» **Aim of the exercise**:
Return the entries below in their exact form, leaving the pictures out.

Records from a dataset
--- start ---
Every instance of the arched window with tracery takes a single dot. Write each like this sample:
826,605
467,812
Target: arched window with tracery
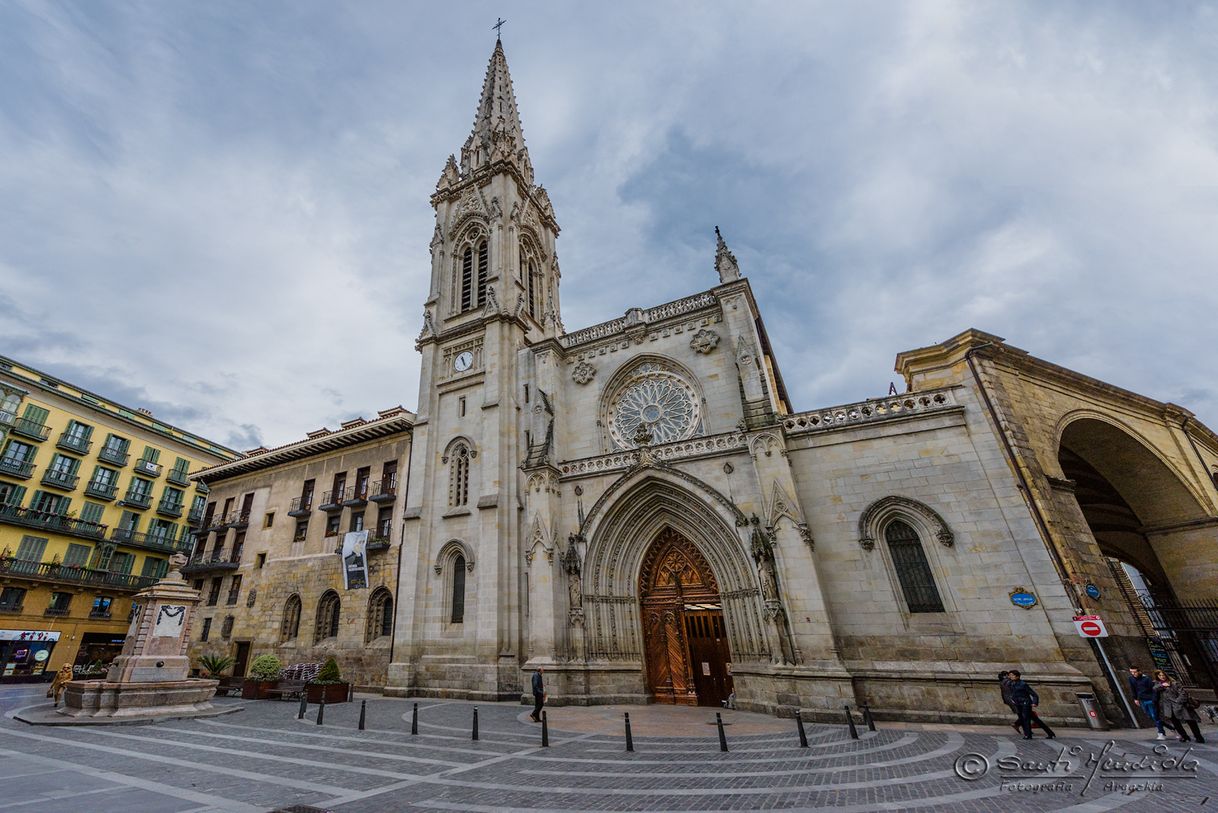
291,625
458,597
327,617
458,475
912,568
380,614
474,272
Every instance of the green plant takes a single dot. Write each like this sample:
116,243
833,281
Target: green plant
329,674
266,667
216,663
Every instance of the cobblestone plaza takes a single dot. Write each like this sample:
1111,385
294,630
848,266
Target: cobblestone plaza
264,758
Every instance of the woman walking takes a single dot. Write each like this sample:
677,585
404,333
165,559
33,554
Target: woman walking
1177,706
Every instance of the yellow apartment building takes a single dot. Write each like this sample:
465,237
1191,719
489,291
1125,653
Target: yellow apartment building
94,499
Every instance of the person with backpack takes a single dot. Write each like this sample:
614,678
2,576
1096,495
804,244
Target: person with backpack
1026,700
1178,706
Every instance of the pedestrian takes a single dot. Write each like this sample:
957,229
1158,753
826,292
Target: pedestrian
538,695
1026,701
1178,706
1143,689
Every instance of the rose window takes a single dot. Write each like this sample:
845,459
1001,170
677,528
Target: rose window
658,400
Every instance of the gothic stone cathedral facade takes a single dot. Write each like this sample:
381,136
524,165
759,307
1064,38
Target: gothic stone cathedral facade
636,507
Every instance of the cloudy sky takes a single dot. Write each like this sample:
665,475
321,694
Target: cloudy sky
219,211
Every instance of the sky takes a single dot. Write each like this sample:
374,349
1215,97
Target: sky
219,211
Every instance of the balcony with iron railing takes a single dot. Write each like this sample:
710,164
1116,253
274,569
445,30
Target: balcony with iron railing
385,490
100,489
59,479
32,429
113,455
77,444
57,573
147,468
15,467
151,541
169,507
50,521
137,499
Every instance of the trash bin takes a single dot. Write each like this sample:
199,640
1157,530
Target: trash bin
1093,712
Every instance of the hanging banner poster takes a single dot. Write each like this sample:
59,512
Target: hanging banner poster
355,560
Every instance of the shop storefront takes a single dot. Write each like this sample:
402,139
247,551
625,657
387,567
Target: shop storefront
24,655
98,650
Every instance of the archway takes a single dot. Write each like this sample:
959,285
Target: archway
1145,522
685,641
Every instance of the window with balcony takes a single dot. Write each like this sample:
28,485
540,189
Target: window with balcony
115,450
60,603
101,607
17,460
12,600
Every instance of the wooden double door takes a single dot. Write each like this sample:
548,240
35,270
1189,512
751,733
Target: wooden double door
688,661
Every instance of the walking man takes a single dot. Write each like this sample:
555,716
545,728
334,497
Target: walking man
1026,701
1143,689
538,696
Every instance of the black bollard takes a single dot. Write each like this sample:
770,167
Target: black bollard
867,718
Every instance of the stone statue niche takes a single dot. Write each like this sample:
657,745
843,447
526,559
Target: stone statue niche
149,679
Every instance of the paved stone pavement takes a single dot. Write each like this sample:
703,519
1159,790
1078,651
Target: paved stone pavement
263,758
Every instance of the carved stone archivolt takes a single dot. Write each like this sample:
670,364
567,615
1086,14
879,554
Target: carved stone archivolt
925,518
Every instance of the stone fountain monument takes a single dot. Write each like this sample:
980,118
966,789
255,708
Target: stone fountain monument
149,679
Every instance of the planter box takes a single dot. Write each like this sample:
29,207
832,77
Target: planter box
257,689
333,692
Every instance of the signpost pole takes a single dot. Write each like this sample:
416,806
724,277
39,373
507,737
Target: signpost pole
1116,684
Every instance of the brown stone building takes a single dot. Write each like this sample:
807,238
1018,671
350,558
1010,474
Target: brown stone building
267,557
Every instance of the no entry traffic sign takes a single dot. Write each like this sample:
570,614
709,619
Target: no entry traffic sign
1090,627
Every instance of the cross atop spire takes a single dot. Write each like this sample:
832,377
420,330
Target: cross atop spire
497,132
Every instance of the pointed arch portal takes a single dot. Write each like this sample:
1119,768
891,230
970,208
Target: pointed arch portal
686,652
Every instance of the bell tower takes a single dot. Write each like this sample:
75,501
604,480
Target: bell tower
493,293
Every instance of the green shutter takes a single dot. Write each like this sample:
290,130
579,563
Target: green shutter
32,549
77,555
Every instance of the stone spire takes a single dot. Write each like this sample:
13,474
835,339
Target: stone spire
497,134
725,261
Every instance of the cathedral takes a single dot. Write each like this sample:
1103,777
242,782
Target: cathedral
637,507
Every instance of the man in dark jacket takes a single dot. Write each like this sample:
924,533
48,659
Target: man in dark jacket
1143,689
1026,700
538,696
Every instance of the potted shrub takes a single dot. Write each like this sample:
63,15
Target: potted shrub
263,675
211,666
328,684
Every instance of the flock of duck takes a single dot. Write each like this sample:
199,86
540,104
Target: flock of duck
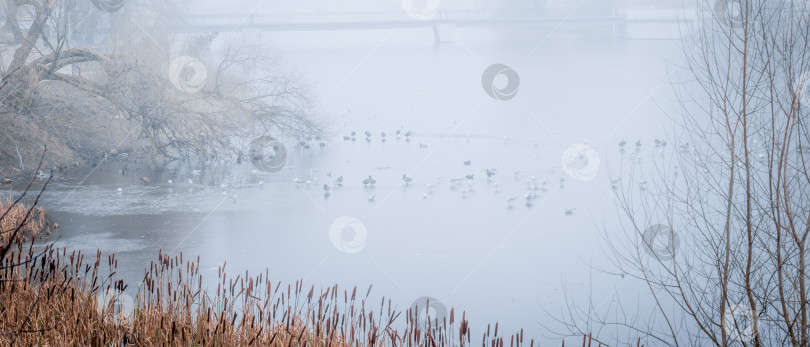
534,186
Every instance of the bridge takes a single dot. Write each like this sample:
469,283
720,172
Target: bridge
441,22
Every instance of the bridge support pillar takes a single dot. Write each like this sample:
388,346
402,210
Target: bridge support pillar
444,32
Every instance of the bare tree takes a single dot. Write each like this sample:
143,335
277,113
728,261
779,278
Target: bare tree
136,87
719,224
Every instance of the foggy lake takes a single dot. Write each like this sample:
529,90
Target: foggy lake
462,243
503,215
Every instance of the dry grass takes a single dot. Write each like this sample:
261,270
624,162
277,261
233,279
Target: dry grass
55,297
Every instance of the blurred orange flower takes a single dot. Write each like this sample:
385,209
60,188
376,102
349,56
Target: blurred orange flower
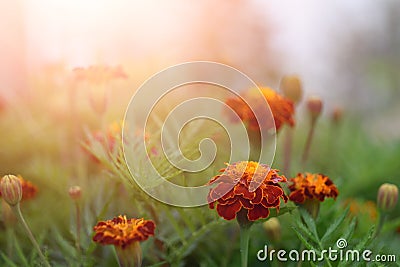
281,107
29,190
121,232
357,207
311,186
108,140
99,74
242,178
--- end ---
» **Written solution**:
Every instance of the arched window with tracery takes a single dot. Write each like this sample:
826,605
467,812
Target: arched window with tracery
291,625
458,597
327,617
458,475
912,568
380,614
474,272
Every instance of the green plant takes a single dot. Write each like this sample:
116,243
833,281
Target: green plant
329,674
266,667
216,663
Every instance of the cobblestone plaza takes a single dot. Write each like this sample:
1111,385
294,630
848,266
Target: cobblestone plaza
264,758
Every instance of the woman walking takes a single dot. Write each like this sample:
677,585
404,333
165,559
33,554
Target: woman walking
1177,706
Every instance of the yellow apartment building takes a single dot. Write each like this sample:
465,237
1191,719
489,291
1125,653
Target: yellow apartment building
94,499
Every instance of the person with backpack takes a single dot. Write each like this sample:
614,678
2,576
1096,495
804,244
Target: person with backpack
1026,700
1178,706
Every instance of the pedestrian takes a single dot. Write each like this sample:
957,229
1158,753
826,292
Target: pedestrian
538,695
1026,701
1178,706
1143,689
Every instance of the rose window takes a single dot. Write each like this sample:
845,459
1001,170
677,528
Target: rose window
658,400
Every instance of the gothic stone cathedral facade takes a single dot. Write each like this sample:
381,136
524,165
759,307
1064,38
Target: gothic stone cathedral facade
636,507
Every instance of the cloudy sky takes a single dot. Write each like this sample:
665,475
321,694
Target: cloudy sky
219,211
Every instance of the sky takes a single dot. Write each like this sample:
374,349
1215,97
Target: sky
219,211
Every instance of the balcony with iron railing takes a single dot. Write each like this sample:
710,164
1116,253
274,569
445,30
Target: balcony with iron railing
385,490
100,489
59,479
32,429
113,455
77,444
57,573
147,468
15,467
151,541
169,507
50,521
137,499
Every instance of the trash bin takes a single dot. Write each like this sample:
199,640
1157,530
Target: trash bin
1093,712
Every instance of the hanging banner poster takes a single dot. Write each like this sample:
59,512
Target: hanging banner poster
355,560
Every instance of the shop storefront takes a single dot. Write each like this sample:
402,139
247,551
625,657
387,567
Target: shop storefront
24,655
98,650
Every instance of the archway takes a single dot. Write each like this sample:
959,285
Target: archway
1145,522
685,641
Every instance of the window with balcony takes a single dot. Write each like this sample:
28,485
540,189
Target: window with balcony
115,450
60,603
101,607
17,460
12,600
Every instance of the wooden double door takes a single dot. Write each like this sample:
548,240
35,270
1189,512
751,733
Target: wooden double door
688,661
Every instance of the walking man takes a single dot. Write each like this sample:
555,716
545,728
334,497
Target: walking man
1026,701
1143,689
538,696
Every instance of the black bollard takes a single dot. Write each like this sample:
770,167
Target: black bollard
867,718
Every instance of the stone statue niche takes a single dot. Write each like this sample:
657,745
843,447
526,559
Target: stone statue niche
149,679
Every instance of the paved stone pavement takes a single dot. Write each like this sample:
703,519
1159,790
1078,651
Target: paved stone pavement
263,758
Every instance of the carved stone archivolt takes a single dot. Write each like this sample:
670,364
567,615
1086,14
879,554
Target: carved stone archivolt
925,518
Every instance of the stone fountain monument takes a single dot. Write each like this sample:
980,118
966,789
255,708
Target: stone fountain monument
149,679
Every instance of the planter box takes a single dot. Write each like this sample:
29,207
832,77
Target: planter box
257,689
333,692
Every instance of the signpost pole takes a single dot. Write each like this sample:
416,806
724,277
39,373
507,737
Target: signpost pole
1116,684
Every instance of the brown stone building takes a single dot. Write each like this sample:
807,238
1018,671
350,558
1010,474
Target: brown stone building
267,557
Every instance of the no entry traffic sign takes a single dot. Write each like this sample:
570,614
709,619
Target: no entry traffic sign
1090,627
Every instance of the cross atop spire takes a single dot. Write each like this sample:
832,377
420,330
Target: cross atop spire
497,132
Every instance of the pointed arch portal takes a single dot. Write each like this sample:
1119,768
891,230
970,208
Target: pointed arch portal
686,652
Every instance of the bell tower takes a single dot. Write each like this sample:
75,501
604,480
Target: bell tower
493,293
Every instance of the green shutter takes a single dot. Write each like this sample:
290,130
579,563
Target: green shutter
32,549
77,555
Every instance of the stone spire takes a single dot. Write each like this sample:
13,474
835,339
Target: stone spire
497,134
725,261
Every instance of the cathedral takes a single dot. Write each like this sample:
1103,777
242,782
Target: cathedral
637,507
Every instance of the man in dark jacket takes a single dot. Write each like this sample:
924,533
48,659
Target: man in dark jacket
1143,689
1026,700
538,696
Every instance of the potted shrub takes a single dot. Write each like this sample:
63,15
Target: potted shrub
263,675
211,666
328,684
Every instance of the flock of duck takes a single dot. Write each like this sample:
199,86
540,104
Target: flock of duck
534,186
Every instance of the bridge takes a single dot. Write each like this sample:
469,283
720,172
Target: bridge
441,22
Every instance of the bridge support pillar takes a single dot. Write each like this sample:
388,346
402,210
Target: bridge support pillar
444,32
Every instance of the bare tree takes a single dot. Write each like this sample:
143,335
277,113
728,261
779,278
Target: bare tree
136,87
719,224
Every instance of the foggy lake takes a single dot. Write each like this sample:
529,90
Target: foggy lake
462,243
503,215
Every instance of the dry grass takes a single dot. Write each like this sample:
261,270
624,162
277,261
233,279
Target: dry grass
55,297
Every instance of the blurred orange flower takes a single dot. Write each like this sample:
385,209
60,188
376,102
349,56
Target: blurred orange flower
281,107
29,190
121,232
357,207
311,186
108,140
99,74
242,178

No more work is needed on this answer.